───── Fragmento del documento ─────

María es verdadera Madre de Jesús

Para que una mujer pueda decirse madre, en sentido verdadero y propio, es necesario que ella, por vía de generación, dé a su descendencia una naturaleza semejante a la suya propia: y María Virgen, por vía de generación, dio a Jesús una naturaleza semejante a la suya. Que María es verdadera Madre de Jesucristo se atestigua ampliamente en la Sagrada Escritura:

Antiguo Testamento
En el Antiguo Testamento aparece María como la mujer que será la Madre del Redentor, el Mesías prometido, en dos textos principalmente: Gn. 3,15, “ Establezco enemistad entre ti y la mujer, entre tú descendencia y su descendencia, ella te aplastará la cabeza, y tú le acecharás su calcañar.” Is. 7,14: “El Señor mismo os dará por eso la señal: He aquí que una virgen concebirá, y dará a luz a un hijo, y será llamado Emmanuel.”

─────

Enunciado 1 –
Enumere, copiándolas íntegras, las líneas de los registros que contengan la cadena "clicks". Se distinguen mayúsculas y minúsculas.

───── Datos proporcionados ─────

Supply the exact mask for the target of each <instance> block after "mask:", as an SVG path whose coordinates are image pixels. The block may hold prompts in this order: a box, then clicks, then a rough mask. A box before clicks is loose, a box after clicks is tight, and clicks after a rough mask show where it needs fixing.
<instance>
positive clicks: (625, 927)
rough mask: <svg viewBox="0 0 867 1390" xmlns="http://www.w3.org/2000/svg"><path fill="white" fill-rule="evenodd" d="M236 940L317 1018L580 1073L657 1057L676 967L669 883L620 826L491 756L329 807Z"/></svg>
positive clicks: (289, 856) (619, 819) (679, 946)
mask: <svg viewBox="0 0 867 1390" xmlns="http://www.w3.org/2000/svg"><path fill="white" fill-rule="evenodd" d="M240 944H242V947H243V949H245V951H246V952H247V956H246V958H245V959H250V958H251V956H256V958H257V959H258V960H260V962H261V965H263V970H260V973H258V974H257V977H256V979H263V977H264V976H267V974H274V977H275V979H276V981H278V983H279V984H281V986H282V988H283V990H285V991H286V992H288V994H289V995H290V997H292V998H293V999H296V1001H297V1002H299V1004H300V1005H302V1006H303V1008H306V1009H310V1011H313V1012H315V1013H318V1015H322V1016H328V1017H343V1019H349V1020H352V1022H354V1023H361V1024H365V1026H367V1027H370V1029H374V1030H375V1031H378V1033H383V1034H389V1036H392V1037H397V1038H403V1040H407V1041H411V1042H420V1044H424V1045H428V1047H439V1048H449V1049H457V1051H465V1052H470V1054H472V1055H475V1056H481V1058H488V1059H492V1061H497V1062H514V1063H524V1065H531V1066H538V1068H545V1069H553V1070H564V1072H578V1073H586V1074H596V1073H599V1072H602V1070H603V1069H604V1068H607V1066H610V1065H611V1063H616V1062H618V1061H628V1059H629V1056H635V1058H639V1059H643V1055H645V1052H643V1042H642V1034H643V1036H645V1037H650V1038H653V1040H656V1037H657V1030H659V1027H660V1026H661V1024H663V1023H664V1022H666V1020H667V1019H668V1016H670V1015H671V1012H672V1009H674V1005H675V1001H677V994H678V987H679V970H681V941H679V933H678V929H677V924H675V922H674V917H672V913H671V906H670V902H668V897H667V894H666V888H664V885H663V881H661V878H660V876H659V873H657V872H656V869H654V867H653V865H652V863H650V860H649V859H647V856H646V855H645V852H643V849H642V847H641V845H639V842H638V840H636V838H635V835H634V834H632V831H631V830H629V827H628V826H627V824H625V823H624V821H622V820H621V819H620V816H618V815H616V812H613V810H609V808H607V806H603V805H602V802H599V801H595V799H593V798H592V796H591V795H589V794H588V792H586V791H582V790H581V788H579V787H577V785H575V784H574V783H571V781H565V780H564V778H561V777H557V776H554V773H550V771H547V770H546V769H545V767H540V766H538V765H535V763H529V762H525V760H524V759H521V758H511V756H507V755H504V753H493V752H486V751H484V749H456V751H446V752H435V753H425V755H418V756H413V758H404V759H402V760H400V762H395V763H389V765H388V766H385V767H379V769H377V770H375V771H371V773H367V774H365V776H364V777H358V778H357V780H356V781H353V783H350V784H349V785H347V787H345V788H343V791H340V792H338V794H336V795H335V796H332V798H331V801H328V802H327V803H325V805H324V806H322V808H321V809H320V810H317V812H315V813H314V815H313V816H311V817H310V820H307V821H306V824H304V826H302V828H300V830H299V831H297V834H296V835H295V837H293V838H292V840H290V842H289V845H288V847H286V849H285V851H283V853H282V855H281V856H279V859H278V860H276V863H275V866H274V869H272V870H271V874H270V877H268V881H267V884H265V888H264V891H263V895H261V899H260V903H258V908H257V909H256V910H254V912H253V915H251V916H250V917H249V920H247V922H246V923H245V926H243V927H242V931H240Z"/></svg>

─────

Enunciado 2 –
Según el fragmento sobre la maternidad de María, ¿en qué dos textos del Antiguo Testamento aparece principalmente María como la Madre del Redentor?

Respuesta 1 –
Supply the exact mask for the target of each <instance> block after "mask:", as an SVG path whose coordinates are image pixels. The block may hold prompts in this order: a box, then clicks, then a rough mask. A box before clicks is loose, a box after clicks is tight, and clicks after a rough mask show where it needs fixing.
positive clicks: (625, 927)
positive clicks: (289, 856) (619, 819) (679, 946)

Respuesta 2 –
En Gn. 3,15 y en Is. 7,14.